## Exercise prompt
Please find every line in the material below that contains the string "jersey" and copy each of those lines. Case counts.
^^^^
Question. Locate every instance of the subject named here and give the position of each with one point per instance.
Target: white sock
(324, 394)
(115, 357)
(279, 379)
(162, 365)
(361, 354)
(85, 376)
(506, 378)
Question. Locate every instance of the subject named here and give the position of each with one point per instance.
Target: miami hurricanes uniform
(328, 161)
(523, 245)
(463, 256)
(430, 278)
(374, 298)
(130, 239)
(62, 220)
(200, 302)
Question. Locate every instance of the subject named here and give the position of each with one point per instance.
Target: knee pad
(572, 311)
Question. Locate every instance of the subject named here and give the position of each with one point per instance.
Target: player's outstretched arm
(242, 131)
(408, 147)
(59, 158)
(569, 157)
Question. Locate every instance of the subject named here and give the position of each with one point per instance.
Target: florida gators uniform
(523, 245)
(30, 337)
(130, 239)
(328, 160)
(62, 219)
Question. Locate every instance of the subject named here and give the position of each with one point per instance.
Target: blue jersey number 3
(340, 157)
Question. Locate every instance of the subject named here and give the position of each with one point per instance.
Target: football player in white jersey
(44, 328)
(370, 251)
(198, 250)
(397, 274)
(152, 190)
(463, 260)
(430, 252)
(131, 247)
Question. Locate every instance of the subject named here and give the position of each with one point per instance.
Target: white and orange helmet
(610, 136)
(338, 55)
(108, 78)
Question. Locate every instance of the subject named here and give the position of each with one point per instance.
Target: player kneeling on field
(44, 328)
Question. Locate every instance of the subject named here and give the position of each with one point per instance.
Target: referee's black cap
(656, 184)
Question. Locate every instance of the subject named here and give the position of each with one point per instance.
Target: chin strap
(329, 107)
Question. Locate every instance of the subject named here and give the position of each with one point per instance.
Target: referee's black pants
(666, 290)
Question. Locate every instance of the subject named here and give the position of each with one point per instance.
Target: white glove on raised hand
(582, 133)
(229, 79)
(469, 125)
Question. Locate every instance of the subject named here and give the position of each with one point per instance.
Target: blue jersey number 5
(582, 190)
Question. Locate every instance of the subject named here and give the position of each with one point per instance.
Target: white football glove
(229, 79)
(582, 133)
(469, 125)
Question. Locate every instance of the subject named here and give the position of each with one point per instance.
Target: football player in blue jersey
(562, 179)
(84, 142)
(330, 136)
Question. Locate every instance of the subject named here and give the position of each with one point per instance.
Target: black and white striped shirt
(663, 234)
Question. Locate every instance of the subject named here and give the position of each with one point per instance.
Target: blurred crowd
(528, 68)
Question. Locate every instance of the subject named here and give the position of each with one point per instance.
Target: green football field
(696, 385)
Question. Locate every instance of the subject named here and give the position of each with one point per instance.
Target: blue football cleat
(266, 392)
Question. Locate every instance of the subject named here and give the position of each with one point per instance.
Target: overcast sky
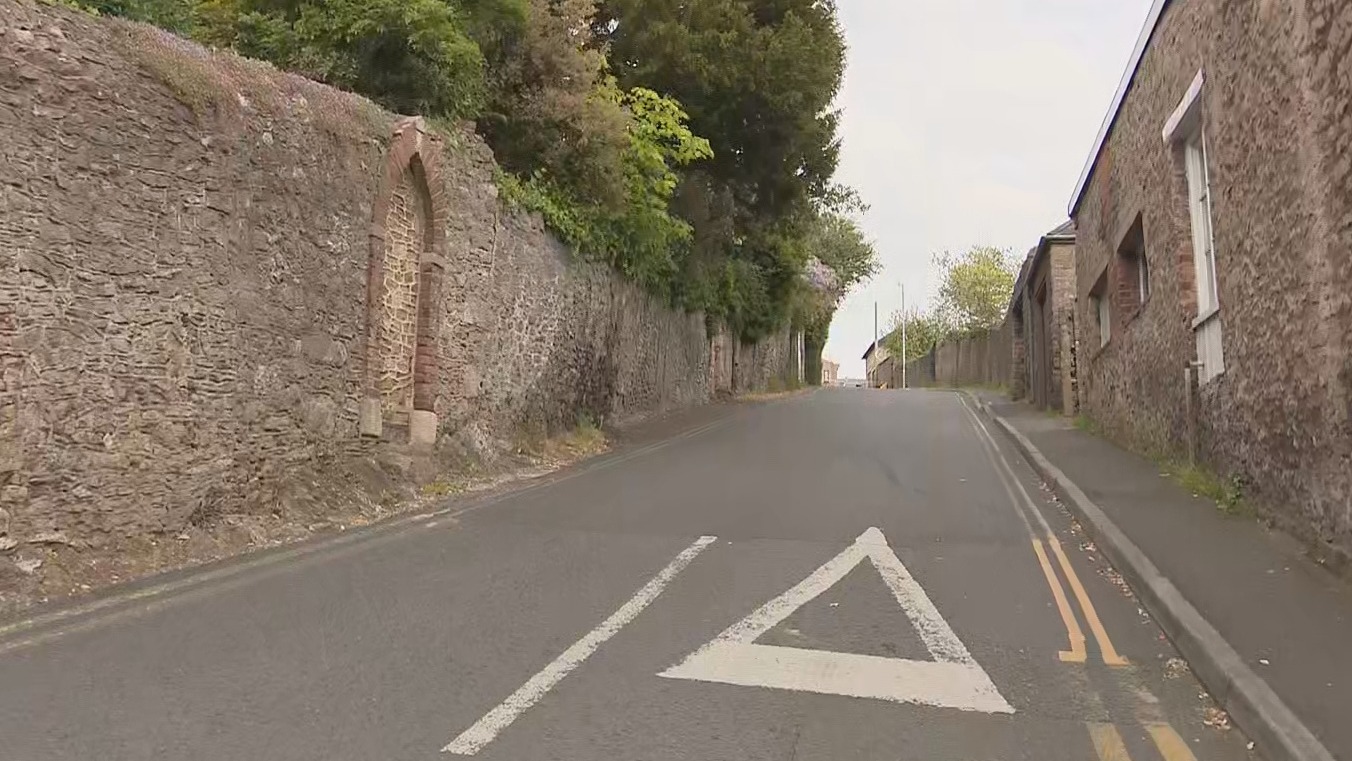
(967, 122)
^^^^
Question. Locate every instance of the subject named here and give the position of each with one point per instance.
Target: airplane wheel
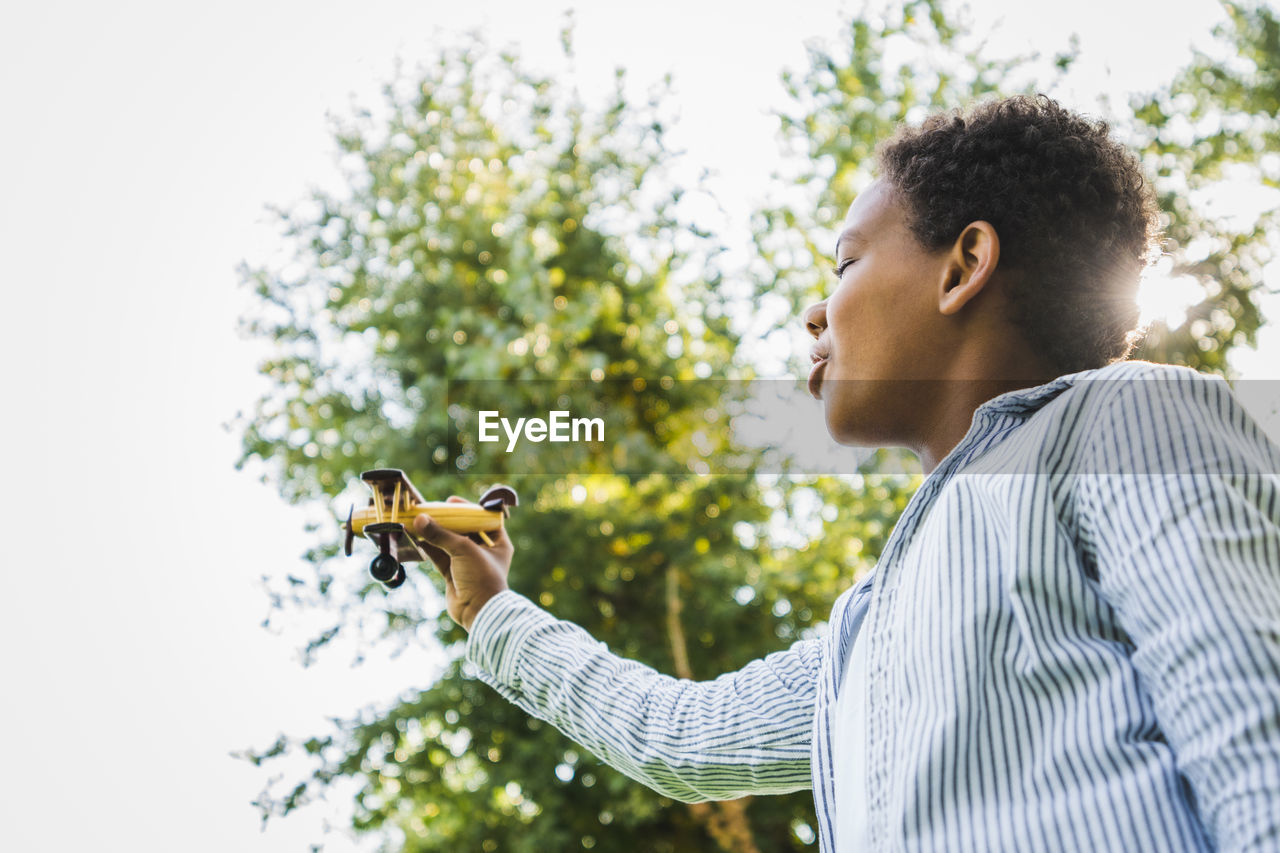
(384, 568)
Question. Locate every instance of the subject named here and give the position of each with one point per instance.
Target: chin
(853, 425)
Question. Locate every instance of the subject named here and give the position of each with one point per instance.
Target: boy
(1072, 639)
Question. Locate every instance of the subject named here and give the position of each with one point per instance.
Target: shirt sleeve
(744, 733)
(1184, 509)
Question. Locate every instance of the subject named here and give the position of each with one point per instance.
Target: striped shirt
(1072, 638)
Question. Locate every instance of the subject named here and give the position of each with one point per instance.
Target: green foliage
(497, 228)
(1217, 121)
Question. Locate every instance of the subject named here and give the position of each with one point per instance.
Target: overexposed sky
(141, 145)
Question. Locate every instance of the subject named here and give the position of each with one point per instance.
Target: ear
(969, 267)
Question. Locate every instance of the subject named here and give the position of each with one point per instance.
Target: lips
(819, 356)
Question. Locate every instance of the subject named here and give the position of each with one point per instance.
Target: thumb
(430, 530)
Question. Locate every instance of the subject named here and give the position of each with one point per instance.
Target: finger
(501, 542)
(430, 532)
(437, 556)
^^^^
## Result below
Target: blue jersey number 3
Target: football player in white jersey
Target: blue jersey number 5
Target: football player in blue jersey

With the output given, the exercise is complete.